Il successore di Gianfranceschi, padre Soccorsi SJ, aumenta ulteriormente i notiziari poliglotti e di conseguenza crescono le proteste. Non degli ascoltatori, ma di certi governi. A tutti viene risposto: è un lavoro autonomo da quello della Segreteria di Stato, si tratta di iniziative personali (terza regola: dare sempre la colpa ai giornalisti, specie se gesuiti).
Nel ’39 assurge al Soglio un cardinale molto sensibile alla comunicazione. Pacelli sarà il primo papa a usare personalmente la macchina da scrivere e a rivolgersi tramite la Radio al mondo, per una serie di discorsi programmatici e universali. Come per il Natale del 1942. I nazisti hanno avviato la Soluzione Finale. Pio XII ricorda urbi et orbi “le centinaia di migliaia di persone, le quali, senza veruna colpa propria, talora solo per ragione di nazionalità o di stirpe, sono destinate alla morte o ad un progressivo deperimento”. Disse troppo poco, per salvare gli ebrei? La risposta agli storici. Ma chi volle intendere, intese benissimo.

Padre Gianfranceschi, primo direttore di Radio Vaticana

I nazisti intesero benissimo, ad esempio. Del resto il Papa aveva usato lo stesso linguaggio felpato ma chiaro per denunciare al microfono il Patto Ribbentrop-Molotov quando ancora il mondo non ne era nemmeno a conoscenza. Ugualmente si regolerà, nel ’44, per annunciare che la Chiesa sceglieva la democrazia come regime politico più confacente ai suoi dettami. Aprite bene le orecchie, qui parla la Radio Vaticana e sia lodato Gesù Cristo.

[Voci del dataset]
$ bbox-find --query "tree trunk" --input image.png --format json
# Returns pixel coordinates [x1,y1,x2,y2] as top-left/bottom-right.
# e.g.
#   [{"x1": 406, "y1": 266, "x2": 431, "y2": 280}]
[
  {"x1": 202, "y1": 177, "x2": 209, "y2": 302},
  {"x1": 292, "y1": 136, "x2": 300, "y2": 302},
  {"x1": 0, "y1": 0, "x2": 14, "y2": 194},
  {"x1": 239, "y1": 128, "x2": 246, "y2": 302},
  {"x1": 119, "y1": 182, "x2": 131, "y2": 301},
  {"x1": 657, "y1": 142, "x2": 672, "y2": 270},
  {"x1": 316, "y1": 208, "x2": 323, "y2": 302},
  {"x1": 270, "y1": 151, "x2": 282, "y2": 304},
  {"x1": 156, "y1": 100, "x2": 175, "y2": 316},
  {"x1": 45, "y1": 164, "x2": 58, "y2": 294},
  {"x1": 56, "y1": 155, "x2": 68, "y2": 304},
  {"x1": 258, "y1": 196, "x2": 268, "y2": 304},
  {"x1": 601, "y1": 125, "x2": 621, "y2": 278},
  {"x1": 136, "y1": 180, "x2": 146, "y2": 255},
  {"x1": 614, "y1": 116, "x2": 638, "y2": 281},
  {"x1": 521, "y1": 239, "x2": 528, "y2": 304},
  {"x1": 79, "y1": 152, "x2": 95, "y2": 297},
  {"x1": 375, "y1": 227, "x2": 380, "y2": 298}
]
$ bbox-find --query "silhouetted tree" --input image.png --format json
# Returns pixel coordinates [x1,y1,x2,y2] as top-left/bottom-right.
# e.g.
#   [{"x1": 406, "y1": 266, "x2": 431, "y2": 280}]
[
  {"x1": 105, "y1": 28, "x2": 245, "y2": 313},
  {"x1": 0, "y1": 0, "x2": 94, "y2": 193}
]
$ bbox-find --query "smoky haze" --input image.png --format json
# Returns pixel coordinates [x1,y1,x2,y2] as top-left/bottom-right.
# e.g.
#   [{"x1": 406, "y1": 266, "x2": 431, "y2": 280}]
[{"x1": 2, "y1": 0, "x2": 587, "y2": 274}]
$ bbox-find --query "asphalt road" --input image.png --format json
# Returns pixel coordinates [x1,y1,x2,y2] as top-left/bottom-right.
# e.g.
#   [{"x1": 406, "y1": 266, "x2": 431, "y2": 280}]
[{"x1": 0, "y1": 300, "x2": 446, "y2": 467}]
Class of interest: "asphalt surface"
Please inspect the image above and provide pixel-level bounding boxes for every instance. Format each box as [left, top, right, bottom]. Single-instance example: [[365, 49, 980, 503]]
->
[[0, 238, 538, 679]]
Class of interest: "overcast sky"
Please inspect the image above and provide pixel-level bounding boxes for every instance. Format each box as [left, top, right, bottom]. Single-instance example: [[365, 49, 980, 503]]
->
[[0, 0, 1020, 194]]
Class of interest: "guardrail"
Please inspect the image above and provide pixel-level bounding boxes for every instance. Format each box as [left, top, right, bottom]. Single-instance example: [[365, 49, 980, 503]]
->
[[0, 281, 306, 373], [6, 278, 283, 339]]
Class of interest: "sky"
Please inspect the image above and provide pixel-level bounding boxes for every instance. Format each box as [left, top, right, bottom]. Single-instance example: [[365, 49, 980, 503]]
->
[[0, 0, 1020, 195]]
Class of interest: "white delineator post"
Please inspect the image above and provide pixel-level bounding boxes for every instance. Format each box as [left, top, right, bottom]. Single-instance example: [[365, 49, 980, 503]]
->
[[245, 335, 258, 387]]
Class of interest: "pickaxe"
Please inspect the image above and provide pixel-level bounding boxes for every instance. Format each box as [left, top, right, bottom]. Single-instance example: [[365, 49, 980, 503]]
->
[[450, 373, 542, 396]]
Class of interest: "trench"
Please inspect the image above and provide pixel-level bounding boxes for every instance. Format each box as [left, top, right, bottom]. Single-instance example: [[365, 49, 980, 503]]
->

== CONSEGNA A ==
Trascrivi senza modifiche le voci, tutto dall'inizio giù fino alla riga che contiene "[[0, 238, 538, 679]]", quest'ultima compresa.
== CONSEGNA B ==
Prosegui il brano sulla Radio Vaticana dopo la sua ultima frase.

== SOLUZIONE A ==
$ bbox-find --query "tree trunk" --input image.png --format json
# Returns pixel coordinates [x1,y1,x2,y2] as top-left/bottom-right.
# e.g.
#   [{"x1": 406, "y1": 266, "x2": 431, "y2": 280}]
[
  {"x1": 202, "y1": 177, "x2": 209, "y2": 302},
  {"x1": 292, "y1": 136, "x2": 300, "y2": 302},
  {"x1": 0, "y1": 0, "x2": 14, "y2": 194},
  {"x1": 239, "y1": 128, "x2": 246, "y2": 302},
  {"x1": 119, "y1": 182, "x2": 131, "y2": 301},
  {"x1": 657, "y1": 142, "x2": 672, "y2": 270},
  {"x1": 316, "y1": 208, "x2": 323, "y2": 302},
  {"x1": 270, "y1": 151, "x2": 282, "y2": 304},
  {"x1": 156, "y1": 100, "x2": 175, "y2": 316},
  {"x1": 45, "y1": 164, "x2": 58, "y2": 294},
  {"x1": 56, "y1": 155, "x2": 68, "y2": 304},
  {"x1": 258, "y1": 196, "x2": 268, "y2": 304},
  {"x1": 601, "y1": 125, "x2": 621, "y2": 278},
  {"x1": 136, "y1": 180, "x2": 146, "y2": 255},
  {"x1": 614, "y1": 116, "x2": 638, "y2": 281},
  {"x1": 521, "y1": 239, "x2": 528, "y2": 304},
  {"x1": 79, "y1": 152, "x2": 95, "y2": 297},
  {"x1": 375, "y1": 227, "x2": 380, "y2": 298}
]
$ bbox-find --query "silhouetted tree" --input image.png --format json
# Returns pixel coordinates [x1,y1,x2,y2] as top-left/bottom-right.
# e.g.
#   [{"x1": 406, "y1": 266, "x2": 431, "y2": 280}]
[
  {"x1": 105, "y1": 28, "x2": 245, "y2": 313},
  {"x1": 0, "y1": 0, "x2": 94, "y2": 193}
]
$ bbox-find --query "smoky haze" --input image.png --format json
# Returns pixel coordinates [x1,y1,x2,y2] as top-left/bottom-right.
# e.g.
#   [{"x1": 406, "y1": 266, "x2": 431, "y2": 280}]
[{"x1": 2, "y1": 0, "x2": 587, "y2": 274}]
$ bbox-find --query "asphalt road" --input image.png --format json
# Returns pixel coordinates [x1,y1,x2,y2] as top-left/bottom-right.
# e.g.
#   [{"x1": 406, "y1": 266, "x2": 431, "y2": 280}]
[{"x1": 0, "y1": 300, "x2": 446, "y2": 467}]
Class of interest: "asphalt surface"
Please inspect the image above and provide pixel-level bounding boxes for every instance. Format each box as [left, top, right, bottom]. Single-instance example: [[365, 49, 980, 503]]
->
[[0, 238, 538, 679]]

== SOLUZIONE B ==
Certo, dal dopoguerra in poi le opinioni pubbliche delle democrazie non hanno più avuto bisogno di ascoltare le note del Christus Vincit per poi sapere cosa accade dietro l’angolo. Ma, di nuovo, gli ascolti contano sì per numero, ma anche per qualità. Non c’è notiziario della Radio Vaticana che non venga seguito e vagliato attentamente da governi e ambasciate, ma anche da esperti ed analisti. Perché la Chiesa è universale e universalmente radicata; raccoglie e rilancia informazioni come pochi altri sanno e possono fare.
Per capire: quando la storica Raffaella Perin, anni fa, ha voluto scrivere un saggio in materia (“La Radio del Papa”, edito dal Mulino) è dovuta andare a recuperare pile di materiali presso il Monitoring Service della BBC, il Sonderdienst Seehauss tedesco, l’americano Foreign Broadcast Intelligence Service. Non c’è bisogno di aggiungere altro. O meglio, qualcosa c’è. E cioè che anche la Radio Vaticana può trarre in inganno.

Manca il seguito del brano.